> [SET EXERCISE A]
Reproduce the entries from the line with "job: give the outline of every instance of the flower bud" through the final line of the entries, both ends included.

> [TEXT TO READ]
>>>>>

The J/ψ system can decay to a photon and two gluons, where the two gluons can then combine to temporarily create an X(2370) exotic particle. Although its nature is still not 100% certain, the interpretation of the X(2370) as a glueball remains compelling, and if so, it would be the first glueball particle ever revealed by experiment.

2.) The first candidate glueball, or bound state of hadrons with no valence quarks, was discovered.

When you talk to people about experimental particle physics, most of them act like the Large Hadron Collider (LHC) is the only game in town. While it’s certainly the most energetic collider ever built, there’s an enormous amount of physics that can be probed at lower, more modest energies with extreme precision: at electron-positron (rather than hadron) colliders. A whole slew of exotic, short-lived particles can be created and studied with great precision, enabling us to detect and test their properties.

One fascinating particle, the X(2370), was shown to exhibit properties that suggest it isn’t made up either of quarks, antiquarks, or both, but instead was a pure bound state of gluons alone: the first glueball. Predicted by our theory of the strong interactions but never observed, this particle is surely going to be studied further in subsequent years. If it does turn out to be our first bound state of gluons, alone, it would significantly advance our understanding of how the strong force works, while providing a new challenge for those who work on the theoretical side, particularly in the field of Lattice QCD.

<<<<<

Stored items from a collection:

>>>>>

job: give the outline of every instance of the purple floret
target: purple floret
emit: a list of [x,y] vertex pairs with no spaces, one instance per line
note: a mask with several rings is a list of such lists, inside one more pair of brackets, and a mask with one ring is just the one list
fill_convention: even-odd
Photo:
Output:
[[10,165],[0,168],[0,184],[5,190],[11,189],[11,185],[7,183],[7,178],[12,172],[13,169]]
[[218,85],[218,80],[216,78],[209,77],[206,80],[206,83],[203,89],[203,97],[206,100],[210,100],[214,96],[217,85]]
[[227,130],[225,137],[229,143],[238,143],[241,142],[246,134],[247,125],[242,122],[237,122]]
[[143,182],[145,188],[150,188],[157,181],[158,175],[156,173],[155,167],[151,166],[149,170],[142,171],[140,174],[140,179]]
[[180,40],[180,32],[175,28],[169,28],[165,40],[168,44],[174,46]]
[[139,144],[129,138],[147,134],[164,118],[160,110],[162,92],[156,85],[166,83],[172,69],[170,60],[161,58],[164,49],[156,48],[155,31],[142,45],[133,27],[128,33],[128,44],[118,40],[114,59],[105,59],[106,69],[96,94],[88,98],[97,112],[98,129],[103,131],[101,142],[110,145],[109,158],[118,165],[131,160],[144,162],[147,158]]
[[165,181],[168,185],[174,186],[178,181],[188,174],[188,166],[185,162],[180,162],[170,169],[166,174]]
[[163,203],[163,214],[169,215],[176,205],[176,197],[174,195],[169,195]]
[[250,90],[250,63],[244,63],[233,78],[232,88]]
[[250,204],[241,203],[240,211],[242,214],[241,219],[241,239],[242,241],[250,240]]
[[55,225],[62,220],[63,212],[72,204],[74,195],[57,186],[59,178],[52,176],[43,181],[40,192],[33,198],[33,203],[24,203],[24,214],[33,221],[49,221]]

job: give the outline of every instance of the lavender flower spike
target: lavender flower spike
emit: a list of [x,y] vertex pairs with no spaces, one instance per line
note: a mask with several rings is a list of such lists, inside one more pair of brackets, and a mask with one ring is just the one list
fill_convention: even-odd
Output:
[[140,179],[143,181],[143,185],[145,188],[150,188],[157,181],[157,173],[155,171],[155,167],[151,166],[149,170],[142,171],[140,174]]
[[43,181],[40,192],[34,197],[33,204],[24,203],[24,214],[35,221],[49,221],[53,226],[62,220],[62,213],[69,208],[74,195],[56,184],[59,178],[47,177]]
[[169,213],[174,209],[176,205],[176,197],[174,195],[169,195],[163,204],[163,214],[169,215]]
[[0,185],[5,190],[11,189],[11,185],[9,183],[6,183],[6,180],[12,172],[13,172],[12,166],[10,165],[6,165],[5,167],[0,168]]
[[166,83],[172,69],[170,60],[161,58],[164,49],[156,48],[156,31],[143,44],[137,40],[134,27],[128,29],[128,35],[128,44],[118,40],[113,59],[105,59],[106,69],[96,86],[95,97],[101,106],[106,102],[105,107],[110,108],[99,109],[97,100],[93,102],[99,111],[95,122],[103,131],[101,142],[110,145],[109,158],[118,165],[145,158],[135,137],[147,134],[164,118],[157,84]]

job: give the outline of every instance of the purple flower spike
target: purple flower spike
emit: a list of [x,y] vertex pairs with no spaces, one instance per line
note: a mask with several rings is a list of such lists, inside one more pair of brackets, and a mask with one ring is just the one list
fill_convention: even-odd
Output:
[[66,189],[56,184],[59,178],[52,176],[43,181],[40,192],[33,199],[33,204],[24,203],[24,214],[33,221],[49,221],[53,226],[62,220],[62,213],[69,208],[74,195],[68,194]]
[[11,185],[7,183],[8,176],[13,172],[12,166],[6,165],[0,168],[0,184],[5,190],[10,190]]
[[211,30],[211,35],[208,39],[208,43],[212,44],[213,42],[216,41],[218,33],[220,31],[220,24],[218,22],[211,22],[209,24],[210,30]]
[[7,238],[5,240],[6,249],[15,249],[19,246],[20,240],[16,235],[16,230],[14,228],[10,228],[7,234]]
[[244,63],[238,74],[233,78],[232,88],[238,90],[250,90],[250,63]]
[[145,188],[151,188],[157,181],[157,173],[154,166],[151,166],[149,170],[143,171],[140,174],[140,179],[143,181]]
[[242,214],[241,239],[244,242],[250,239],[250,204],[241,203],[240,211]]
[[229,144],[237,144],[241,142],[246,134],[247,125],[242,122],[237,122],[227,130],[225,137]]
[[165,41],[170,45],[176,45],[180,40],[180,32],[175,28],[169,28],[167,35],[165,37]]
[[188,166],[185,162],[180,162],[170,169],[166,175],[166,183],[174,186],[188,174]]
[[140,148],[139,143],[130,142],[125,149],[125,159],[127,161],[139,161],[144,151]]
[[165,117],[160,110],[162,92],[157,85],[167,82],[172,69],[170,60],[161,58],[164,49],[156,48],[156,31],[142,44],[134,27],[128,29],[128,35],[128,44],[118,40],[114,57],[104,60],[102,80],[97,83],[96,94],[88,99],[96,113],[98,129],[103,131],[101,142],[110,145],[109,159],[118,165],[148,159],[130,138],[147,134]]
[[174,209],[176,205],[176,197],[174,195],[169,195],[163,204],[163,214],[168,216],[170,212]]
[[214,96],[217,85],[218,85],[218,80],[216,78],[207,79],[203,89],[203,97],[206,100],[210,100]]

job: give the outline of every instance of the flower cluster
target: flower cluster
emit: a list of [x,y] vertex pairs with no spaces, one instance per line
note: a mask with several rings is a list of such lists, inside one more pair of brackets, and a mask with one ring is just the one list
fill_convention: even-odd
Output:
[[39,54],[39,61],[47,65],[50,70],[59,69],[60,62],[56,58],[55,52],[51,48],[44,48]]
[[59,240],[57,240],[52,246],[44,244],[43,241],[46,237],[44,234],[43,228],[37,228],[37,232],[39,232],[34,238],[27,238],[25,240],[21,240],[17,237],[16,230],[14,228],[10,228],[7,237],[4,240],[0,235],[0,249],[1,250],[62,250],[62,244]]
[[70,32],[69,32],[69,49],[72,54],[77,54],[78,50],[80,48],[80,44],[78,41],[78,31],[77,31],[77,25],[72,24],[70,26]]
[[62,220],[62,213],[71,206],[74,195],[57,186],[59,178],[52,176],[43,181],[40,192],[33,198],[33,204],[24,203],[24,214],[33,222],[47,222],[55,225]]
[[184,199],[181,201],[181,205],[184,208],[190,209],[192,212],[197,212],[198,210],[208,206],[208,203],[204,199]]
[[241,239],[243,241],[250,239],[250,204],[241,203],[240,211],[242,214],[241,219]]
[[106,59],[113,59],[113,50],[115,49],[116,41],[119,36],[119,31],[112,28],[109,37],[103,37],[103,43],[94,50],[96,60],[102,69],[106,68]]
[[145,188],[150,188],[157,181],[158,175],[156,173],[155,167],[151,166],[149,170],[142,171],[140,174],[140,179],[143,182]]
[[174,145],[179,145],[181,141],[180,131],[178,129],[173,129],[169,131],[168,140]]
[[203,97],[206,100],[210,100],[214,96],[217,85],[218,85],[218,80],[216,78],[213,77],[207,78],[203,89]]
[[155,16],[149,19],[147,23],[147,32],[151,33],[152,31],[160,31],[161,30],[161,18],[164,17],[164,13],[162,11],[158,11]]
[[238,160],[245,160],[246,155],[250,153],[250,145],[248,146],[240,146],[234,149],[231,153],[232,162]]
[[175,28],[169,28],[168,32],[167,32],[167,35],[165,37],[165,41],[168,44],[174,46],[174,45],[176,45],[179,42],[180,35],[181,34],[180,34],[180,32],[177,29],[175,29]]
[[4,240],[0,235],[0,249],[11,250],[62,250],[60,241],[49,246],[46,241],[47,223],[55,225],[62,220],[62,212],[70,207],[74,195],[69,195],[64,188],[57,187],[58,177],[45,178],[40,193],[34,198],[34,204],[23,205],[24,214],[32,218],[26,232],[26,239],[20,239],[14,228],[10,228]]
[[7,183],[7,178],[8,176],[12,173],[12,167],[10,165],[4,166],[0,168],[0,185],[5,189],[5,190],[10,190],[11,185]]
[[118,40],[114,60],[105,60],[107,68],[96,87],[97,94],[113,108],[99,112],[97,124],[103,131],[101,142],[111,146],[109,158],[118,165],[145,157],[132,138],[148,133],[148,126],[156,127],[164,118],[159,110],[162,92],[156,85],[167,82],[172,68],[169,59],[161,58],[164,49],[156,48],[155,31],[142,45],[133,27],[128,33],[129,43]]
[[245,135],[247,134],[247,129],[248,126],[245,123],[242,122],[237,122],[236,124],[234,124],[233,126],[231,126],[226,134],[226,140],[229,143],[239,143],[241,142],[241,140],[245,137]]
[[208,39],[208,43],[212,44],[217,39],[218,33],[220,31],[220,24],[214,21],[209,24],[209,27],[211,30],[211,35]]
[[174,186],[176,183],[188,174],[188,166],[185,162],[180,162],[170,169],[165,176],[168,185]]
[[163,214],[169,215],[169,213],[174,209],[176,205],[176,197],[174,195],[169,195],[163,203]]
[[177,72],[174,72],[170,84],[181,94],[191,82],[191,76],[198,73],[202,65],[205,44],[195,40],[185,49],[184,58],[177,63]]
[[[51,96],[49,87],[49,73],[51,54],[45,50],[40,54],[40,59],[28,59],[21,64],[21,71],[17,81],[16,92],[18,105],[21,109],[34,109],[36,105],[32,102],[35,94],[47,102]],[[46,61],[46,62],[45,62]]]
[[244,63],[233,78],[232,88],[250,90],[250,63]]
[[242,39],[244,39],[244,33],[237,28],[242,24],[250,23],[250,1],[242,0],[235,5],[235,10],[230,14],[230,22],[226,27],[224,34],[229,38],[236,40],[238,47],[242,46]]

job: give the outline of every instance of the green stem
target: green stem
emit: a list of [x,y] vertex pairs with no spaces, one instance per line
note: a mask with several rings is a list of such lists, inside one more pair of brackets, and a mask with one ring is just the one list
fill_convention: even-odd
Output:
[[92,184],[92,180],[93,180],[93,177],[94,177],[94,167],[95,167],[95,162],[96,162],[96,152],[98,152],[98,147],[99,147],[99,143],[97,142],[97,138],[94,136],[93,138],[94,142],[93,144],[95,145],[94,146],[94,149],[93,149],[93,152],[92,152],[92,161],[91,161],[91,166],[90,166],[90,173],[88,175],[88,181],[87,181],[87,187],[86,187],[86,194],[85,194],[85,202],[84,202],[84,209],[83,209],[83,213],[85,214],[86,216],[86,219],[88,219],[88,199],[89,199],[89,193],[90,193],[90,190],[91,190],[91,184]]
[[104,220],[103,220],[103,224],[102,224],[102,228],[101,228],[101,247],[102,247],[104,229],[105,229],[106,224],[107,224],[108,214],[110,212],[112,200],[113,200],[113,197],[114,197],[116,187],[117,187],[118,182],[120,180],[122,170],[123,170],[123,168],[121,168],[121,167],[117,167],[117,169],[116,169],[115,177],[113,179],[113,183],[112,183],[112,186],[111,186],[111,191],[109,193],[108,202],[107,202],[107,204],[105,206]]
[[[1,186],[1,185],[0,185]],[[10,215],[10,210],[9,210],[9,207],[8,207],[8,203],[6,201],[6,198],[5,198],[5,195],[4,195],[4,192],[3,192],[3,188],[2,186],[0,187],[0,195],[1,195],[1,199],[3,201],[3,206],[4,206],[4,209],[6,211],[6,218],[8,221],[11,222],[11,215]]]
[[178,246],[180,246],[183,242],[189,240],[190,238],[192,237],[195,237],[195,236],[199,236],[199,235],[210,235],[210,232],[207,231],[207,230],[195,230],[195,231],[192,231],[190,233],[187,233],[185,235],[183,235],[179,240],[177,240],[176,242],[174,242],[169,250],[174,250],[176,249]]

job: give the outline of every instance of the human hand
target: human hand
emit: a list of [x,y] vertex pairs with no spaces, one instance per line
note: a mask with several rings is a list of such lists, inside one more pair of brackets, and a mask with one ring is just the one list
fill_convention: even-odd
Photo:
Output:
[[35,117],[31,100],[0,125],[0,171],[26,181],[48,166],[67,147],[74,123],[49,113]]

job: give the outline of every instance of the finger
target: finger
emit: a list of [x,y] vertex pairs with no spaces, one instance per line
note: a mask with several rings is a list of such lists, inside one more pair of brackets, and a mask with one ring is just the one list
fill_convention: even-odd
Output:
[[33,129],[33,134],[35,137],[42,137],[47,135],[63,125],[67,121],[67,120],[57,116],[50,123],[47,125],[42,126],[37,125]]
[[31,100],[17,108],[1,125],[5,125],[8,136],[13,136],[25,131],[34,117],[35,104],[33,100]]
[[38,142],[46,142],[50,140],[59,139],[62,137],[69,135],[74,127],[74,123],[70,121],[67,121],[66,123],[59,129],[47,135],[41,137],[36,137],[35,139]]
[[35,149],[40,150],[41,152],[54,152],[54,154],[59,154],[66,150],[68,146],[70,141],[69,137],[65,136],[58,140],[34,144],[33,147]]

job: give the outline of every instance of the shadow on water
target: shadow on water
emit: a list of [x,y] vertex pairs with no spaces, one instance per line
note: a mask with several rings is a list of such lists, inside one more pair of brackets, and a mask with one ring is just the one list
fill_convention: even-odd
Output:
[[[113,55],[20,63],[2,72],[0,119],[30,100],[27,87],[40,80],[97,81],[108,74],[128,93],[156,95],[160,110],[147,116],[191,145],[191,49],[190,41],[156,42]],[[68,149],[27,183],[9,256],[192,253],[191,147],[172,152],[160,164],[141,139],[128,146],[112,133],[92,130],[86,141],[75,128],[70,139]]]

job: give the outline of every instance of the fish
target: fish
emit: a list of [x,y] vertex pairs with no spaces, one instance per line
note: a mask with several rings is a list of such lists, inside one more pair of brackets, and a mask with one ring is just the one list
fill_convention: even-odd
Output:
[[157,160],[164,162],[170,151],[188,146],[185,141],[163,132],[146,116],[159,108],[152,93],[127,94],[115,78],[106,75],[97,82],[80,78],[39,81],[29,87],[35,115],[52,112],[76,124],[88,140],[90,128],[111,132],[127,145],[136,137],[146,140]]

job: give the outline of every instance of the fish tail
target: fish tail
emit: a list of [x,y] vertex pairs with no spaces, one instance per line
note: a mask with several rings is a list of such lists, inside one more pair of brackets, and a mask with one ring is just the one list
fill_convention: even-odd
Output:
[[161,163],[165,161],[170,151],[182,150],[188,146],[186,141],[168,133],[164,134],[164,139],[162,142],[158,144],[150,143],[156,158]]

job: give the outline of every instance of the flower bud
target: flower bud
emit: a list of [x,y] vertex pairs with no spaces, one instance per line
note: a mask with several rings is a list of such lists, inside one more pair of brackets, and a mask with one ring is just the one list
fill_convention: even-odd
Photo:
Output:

<<<<<

> [SET EXERCISE B]
According to the text on the glueball candidate, what can the J/ψ system decay to?

> [EXPECTED ANSWER A]
job: give the outline of every instance of the flower bud
target: flower bud
emit: a list of [x,y] vertex pairs with no spaces, one instance per line
note: a mask with several rings is a list of such lists, inside one more pair of brackets, and a mask with one ring is just the one list
fill_convention: even-odd
Photo:
Output:

> [EXPECTED ANSWER B]
A photon and two gluons.